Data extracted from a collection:
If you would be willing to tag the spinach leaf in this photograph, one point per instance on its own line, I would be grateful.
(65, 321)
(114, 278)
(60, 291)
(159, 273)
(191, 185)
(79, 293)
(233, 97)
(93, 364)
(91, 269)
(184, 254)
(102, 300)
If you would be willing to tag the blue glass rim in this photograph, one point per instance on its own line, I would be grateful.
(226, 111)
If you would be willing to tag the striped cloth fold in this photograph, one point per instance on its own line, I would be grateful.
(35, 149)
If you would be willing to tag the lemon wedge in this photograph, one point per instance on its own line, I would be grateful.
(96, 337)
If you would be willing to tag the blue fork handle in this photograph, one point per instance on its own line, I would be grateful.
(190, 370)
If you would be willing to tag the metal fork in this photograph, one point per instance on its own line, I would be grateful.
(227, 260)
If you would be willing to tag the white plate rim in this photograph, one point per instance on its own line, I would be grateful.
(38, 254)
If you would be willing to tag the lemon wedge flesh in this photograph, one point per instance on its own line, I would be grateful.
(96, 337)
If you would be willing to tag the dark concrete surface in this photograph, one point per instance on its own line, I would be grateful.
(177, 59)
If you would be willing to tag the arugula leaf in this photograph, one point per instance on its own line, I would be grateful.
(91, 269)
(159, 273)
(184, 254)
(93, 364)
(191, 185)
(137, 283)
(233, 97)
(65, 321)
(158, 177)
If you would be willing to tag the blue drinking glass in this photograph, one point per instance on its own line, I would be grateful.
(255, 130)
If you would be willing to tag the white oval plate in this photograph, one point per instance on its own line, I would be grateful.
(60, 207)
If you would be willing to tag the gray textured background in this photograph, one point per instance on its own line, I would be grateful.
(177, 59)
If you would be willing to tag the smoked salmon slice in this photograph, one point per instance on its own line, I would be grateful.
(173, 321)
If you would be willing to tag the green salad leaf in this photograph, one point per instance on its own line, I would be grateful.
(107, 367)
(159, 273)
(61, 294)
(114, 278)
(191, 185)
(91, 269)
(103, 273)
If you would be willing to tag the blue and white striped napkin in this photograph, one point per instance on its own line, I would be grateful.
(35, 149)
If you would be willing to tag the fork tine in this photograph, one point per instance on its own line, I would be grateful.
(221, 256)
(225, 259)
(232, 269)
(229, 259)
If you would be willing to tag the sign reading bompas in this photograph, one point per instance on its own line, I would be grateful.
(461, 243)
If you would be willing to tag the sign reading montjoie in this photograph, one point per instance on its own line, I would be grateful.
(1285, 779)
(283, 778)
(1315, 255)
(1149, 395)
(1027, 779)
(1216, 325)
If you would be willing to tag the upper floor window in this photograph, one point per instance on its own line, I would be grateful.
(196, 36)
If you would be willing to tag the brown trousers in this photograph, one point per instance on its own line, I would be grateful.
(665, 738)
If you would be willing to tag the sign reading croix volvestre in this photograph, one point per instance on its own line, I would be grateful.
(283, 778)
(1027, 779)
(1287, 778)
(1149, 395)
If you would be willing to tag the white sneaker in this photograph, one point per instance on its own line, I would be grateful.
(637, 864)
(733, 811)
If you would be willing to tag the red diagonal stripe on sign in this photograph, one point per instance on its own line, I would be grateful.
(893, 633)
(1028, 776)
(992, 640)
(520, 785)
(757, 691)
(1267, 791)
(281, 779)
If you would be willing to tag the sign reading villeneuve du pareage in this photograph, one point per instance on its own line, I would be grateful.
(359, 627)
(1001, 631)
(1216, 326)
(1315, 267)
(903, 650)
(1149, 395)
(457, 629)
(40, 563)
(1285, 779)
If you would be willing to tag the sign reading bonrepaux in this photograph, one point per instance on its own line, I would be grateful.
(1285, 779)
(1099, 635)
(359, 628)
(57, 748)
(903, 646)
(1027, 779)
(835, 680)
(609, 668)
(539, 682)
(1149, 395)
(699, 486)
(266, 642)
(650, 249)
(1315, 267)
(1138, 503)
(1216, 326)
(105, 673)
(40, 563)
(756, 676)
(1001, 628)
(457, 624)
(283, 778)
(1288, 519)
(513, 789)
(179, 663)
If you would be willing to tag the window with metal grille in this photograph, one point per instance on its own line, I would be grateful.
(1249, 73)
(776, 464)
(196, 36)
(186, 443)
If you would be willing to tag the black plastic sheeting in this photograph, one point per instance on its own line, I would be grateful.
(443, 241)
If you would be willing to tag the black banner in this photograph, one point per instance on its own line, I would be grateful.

» **WORK TO BE COMPLETED**
Reproduce the lines from the one with "If you would be willing to tag the sign reading montjoie" to the end of the data exactly, leaving out every earlier line.

» **OUTPUT OF THE EXERCISE**
If you would be willing to tag the sign reading montjoie in this photograph, one point per instance on its own line, I would be grateful.
(1285, 779)
(283, 778)
(1315, 255)
(1149, 395)
(1027, 779)
(1216, 325)
If you would be willing to tag the upper floor window in this photograph, one point per instance on its own line, I would be grateful.
(196, 36)
If you would be willing to tag the brown trousers in this photograph, one point per instance on its own line, I would be grateful.
(665, 738)
If you would be willing to tag the sign reading croix volvestre in this photograph, one point per instance on its own line, I would be grateful.
(283, 778)
(1027, 779)
(1287, 778)
(1149, 395)
If you would be willing to tag the white sneaker in this photograph, one point per instance on its own line, I would be grateful.
(637, 864)
(733, 811)
If you would be willing to tag the red diagonal stripe on sign in this photograph, one point per instance on its own line, I would be grateful.
(893, 633)
(1028, 776)
(992, 640)
(520, 785)
(757, 691)
(1267, 791)
(281, 779)
If you would be willing to tag the sign reading villeneuve du pareage in this photograph, one point per instance on its own line, I would be grateful.
(359, 627)
(1001, 631)
(1216, 326)
(1315, 267)
(903, 650)
(1149, 395)
(457, 629)
(40, 563)
(1285, 779)
If you would be willing to tag the sign reading bonrepaux in this photograph, one point per instance on its own line, I would be grateful.
(1285, 779)
(1099, 635)
(359, 628)
(57, 748)
(903, 646)
(1027, 779)
(835, 680)
(609, 668)
(539, 682)
(1149, 395)
(699, 486)
(266, 642)
(650, 249)
(1315, 267)
(1138, 503)
(1216, 326)
(105, 673)
(40, 563)
(756, 676)
(1001, 628)
(457, 624)
(283, 778)
(1288, 519)
(513, 789)
(179, 663)
If you would be willing to tag the window with metal grille in this photograph, one point per instance on its own line, I would be grateful.
(1249, 73)
(776, 464)
(196, 36)
(186, 443)
If you would be willing to tag the black plastic sheeting in this photograph, one point per instance on its own line, I would be grateful.
(443, 241)
If you would be willing to tag the black banner in this photograph, one point per instance on its own line, I would be grateful.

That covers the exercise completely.